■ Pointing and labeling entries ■
● ● ●
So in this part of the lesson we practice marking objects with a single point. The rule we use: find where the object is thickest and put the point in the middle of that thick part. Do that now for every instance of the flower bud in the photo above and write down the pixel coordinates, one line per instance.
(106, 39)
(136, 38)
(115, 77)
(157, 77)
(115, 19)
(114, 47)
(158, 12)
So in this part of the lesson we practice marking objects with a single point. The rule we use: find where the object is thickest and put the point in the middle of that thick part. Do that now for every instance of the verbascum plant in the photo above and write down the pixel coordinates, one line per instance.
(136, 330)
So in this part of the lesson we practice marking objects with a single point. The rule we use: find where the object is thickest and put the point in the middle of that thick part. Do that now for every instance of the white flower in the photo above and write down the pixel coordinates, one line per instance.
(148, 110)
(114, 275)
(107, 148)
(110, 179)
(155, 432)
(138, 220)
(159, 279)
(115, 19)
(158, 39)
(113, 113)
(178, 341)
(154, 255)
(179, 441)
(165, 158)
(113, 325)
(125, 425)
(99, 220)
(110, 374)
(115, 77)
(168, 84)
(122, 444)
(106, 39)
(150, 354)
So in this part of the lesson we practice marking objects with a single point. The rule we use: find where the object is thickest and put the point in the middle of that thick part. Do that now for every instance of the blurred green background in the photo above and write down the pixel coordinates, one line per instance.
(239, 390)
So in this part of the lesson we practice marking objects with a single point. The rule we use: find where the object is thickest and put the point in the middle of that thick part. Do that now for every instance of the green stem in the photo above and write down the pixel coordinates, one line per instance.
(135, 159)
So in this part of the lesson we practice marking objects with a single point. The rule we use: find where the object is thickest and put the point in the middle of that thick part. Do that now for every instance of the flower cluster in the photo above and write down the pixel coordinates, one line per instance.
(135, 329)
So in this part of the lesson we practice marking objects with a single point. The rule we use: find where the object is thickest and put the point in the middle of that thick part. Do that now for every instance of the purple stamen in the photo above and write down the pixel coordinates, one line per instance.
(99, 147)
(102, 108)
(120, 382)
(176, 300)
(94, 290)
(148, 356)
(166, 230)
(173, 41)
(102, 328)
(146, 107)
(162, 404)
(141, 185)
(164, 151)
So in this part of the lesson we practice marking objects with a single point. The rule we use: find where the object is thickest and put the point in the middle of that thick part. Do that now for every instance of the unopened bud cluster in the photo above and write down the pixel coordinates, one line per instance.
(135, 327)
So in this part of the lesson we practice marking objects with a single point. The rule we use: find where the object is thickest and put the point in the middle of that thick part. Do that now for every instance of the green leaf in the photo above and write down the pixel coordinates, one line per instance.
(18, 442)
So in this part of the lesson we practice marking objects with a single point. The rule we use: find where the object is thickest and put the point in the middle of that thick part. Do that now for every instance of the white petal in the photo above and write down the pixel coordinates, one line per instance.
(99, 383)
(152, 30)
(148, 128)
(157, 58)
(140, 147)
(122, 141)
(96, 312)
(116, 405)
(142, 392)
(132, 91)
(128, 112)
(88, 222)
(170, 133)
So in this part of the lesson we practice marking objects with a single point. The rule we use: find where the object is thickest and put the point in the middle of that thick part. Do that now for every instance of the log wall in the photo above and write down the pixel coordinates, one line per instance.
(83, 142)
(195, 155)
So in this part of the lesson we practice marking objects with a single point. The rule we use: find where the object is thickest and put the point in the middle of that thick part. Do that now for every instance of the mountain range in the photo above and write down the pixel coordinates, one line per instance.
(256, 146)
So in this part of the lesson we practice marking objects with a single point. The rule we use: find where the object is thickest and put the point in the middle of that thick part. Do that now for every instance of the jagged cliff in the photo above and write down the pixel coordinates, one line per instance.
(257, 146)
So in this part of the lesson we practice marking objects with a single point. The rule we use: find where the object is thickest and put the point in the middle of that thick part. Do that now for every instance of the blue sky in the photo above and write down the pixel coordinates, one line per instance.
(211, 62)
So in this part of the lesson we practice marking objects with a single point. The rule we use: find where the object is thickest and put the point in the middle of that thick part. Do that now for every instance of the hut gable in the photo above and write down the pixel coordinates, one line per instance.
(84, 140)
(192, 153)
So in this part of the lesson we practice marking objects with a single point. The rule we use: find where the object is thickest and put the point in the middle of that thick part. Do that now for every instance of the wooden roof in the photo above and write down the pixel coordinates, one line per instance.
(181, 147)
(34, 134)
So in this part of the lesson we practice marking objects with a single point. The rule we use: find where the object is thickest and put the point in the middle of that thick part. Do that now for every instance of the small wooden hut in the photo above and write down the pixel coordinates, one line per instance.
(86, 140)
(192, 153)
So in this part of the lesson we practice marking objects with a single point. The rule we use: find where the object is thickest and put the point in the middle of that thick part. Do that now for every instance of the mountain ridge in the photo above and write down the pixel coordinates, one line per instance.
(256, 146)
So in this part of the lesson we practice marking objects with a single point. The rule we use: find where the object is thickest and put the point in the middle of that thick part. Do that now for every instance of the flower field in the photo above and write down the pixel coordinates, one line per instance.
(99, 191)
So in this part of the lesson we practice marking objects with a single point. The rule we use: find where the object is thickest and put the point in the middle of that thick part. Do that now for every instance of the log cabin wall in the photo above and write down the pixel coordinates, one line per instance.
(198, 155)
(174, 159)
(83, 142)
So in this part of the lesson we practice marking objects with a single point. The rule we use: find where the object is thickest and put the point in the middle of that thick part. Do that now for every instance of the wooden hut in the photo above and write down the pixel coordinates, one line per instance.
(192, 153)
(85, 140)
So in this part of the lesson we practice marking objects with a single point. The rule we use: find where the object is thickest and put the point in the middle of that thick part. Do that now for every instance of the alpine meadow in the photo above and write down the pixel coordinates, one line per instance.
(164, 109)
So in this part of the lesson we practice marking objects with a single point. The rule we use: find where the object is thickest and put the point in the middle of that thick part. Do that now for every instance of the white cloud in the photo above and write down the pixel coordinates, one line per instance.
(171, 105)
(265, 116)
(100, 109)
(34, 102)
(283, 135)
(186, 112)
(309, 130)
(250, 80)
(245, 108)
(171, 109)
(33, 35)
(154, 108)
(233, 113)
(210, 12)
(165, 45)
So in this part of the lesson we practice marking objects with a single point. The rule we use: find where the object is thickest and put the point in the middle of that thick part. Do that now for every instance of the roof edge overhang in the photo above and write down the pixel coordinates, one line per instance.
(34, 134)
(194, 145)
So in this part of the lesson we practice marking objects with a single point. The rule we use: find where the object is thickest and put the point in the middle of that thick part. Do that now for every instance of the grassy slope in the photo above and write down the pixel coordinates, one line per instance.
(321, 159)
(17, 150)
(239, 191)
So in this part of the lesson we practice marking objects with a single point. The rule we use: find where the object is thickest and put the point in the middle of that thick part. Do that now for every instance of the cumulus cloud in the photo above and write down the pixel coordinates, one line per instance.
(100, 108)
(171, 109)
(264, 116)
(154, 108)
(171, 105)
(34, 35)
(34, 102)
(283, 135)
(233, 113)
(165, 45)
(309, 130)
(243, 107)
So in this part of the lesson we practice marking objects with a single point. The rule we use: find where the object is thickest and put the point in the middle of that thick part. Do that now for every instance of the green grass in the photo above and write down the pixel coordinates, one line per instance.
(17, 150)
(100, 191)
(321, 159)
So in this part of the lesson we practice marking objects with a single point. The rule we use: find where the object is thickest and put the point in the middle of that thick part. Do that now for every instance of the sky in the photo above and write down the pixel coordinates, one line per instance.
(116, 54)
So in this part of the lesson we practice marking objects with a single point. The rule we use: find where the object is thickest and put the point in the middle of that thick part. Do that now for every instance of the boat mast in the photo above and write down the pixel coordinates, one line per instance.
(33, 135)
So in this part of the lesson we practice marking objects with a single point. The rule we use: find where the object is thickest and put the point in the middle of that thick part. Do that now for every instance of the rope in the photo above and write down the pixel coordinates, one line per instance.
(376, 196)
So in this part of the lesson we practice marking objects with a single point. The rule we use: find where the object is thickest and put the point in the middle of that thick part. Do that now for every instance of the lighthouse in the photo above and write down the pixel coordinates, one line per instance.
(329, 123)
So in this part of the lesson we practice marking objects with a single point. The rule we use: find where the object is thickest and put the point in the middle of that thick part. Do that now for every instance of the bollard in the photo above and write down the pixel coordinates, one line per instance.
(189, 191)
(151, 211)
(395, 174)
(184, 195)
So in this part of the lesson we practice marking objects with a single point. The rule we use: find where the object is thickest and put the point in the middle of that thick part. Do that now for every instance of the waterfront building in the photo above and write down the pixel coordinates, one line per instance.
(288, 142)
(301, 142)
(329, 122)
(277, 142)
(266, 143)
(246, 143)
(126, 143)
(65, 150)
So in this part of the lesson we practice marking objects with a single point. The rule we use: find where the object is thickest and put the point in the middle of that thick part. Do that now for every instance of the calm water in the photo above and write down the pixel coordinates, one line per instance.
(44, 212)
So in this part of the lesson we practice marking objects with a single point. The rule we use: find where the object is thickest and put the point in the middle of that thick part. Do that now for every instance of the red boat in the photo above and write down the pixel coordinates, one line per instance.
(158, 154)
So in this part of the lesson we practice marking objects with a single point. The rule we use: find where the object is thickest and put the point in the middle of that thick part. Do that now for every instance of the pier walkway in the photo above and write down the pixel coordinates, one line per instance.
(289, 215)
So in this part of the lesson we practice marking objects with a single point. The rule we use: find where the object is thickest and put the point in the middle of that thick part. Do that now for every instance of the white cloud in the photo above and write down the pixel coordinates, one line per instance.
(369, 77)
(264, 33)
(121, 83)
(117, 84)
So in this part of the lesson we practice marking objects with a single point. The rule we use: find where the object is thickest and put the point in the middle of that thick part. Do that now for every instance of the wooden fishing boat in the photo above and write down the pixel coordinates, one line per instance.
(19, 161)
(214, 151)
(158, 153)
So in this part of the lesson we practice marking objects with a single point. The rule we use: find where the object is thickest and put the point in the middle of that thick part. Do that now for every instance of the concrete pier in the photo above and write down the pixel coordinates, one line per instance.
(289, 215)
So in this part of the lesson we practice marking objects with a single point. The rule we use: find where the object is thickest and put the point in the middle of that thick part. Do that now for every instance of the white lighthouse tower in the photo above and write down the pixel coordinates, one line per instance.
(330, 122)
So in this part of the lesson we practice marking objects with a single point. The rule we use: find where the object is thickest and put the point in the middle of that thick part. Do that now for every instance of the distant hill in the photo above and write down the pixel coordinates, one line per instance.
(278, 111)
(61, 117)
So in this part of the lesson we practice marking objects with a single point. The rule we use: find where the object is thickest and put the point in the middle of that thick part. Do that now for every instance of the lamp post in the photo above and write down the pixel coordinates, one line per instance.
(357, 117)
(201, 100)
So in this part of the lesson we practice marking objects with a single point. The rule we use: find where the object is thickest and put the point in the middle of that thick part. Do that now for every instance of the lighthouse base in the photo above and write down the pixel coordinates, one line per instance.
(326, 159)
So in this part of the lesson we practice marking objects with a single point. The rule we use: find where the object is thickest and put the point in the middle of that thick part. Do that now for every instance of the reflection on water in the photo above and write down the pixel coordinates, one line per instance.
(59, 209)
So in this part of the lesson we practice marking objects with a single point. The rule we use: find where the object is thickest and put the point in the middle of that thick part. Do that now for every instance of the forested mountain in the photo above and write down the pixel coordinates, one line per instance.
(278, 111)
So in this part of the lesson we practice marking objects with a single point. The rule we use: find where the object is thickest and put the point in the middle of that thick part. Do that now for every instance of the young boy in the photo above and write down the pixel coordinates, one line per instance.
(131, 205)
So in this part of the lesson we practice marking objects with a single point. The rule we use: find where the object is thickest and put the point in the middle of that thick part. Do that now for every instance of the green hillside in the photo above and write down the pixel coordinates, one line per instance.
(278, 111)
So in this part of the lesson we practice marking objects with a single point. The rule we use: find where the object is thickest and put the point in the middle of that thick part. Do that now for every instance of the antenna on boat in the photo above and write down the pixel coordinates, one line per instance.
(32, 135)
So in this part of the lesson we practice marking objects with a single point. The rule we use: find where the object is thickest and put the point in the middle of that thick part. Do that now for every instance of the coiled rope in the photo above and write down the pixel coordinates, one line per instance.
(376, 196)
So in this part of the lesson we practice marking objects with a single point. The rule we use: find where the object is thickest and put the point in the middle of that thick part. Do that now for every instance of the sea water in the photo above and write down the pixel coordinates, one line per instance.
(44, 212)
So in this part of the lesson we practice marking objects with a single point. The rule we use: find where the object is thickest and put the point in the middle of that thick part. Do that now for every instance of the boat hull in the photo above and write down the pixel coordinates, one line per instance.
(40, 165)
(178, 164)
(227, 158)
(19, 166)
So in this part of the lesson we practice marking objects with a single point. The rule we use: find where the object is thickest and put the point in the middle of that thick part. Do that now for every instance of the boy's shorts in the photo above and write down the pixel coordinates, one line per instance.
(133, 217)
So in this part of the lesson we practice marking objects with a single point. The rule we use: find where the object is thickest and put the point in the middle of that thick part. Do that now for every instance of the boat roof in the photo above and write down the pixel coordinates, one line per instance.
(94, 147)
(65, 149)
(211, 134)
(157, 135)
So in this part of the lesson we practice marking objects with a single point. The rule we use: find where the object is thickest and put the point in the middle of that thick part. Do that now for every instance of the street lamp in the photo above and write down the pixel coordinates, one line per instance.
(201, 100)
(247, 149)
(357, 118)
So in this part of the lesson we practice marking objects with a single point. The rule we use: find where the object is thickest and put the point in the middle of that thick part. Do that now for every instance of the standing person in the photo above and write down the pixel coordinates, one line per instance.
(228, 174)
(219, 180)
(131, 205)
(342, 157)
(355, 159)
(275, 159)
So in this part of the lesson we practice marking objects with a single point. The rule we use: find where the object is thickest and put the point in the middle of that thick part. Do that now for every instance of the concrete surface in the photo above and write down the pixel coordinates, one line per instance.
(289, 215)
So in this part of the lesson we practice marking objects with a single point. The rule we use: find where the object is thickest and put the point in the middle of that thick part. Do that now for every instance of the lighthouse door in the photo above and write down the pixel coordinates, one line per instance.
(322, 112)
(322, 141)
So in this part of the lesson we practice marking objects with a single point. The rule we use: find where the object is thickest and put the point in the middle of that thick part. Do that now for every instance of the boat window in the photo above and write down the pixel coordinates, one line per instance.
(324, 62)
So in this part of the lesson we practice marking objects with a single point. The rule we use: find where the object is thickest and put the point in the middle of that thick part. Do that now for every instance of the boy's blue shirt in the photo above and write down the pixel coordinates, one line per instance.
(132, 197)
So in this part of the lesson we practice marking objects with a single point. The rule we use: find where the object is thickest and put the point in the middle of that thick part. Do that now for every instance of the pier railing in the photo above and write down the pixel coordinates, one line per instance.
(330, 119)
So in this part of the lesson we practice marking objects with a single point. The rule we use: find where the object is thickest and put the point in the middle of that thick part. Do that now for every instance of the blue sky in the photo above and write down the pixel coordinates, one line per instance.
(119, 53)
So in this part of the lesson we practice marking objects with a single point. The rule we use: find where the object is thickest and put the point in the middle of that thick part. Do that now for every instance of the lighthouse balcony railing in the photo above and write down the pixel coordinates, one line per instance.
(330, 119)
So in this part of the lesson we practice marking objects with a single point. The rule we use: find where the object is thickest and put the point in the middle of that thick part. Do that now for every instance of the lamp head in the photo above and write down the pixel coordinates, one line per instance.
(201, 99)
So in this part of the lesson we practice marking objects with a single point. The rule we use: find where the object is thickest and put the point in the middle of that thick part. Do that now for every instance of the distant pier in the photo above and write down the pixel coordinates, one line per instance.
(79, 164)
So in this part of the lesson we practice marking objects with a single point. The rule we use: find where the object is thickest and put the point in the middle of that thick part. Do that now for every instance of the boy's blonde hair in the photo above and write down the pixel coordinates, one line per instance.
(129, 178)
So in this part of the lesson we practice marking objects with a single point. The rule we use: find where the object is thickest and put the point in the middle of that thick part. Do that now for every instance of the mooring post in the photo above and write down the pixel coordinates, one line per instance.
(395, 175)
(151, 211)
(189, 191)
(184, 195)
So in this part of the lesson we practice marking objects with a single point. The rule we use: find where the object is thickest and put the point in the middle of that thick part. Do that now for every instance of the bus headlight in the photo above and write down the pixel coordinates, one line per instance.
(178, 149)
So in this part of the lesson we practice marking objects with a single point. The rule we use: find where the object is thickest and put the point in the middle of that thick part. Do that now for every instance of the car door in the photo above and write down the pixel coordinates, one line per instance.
● ● ●
Extract every line from the one containing "of the mooring" through the last line of the data, inclusive, exactly as written.

So in this part of the lesson we practice marking objects with a single point. The rule we use: find where the object is thickest and put the point in the middle of that thick part. Do that now for every instance of the mooring post in the photo above and write down the pixel coordinates, one line per instance.
(395, 175)
(151, 211)
(189, 191)
(184, 195)
So in this part of the lesson we practice marking objects with a single point. The rule we use: find where the object is thickest and put the point in the middle of that thick part. Do that now for every instance of the bus headlight in the photo above and write down the pixel coordinates, one line per instance.
(178, 149)
So in this part of the lesson we practice marking objects with a single point. The rule we use: find where the object is thickest and put the point in the middle of that thick part. Do that now for every instance of the car door in the photo above and write down the pixel coordinates, one line per instance.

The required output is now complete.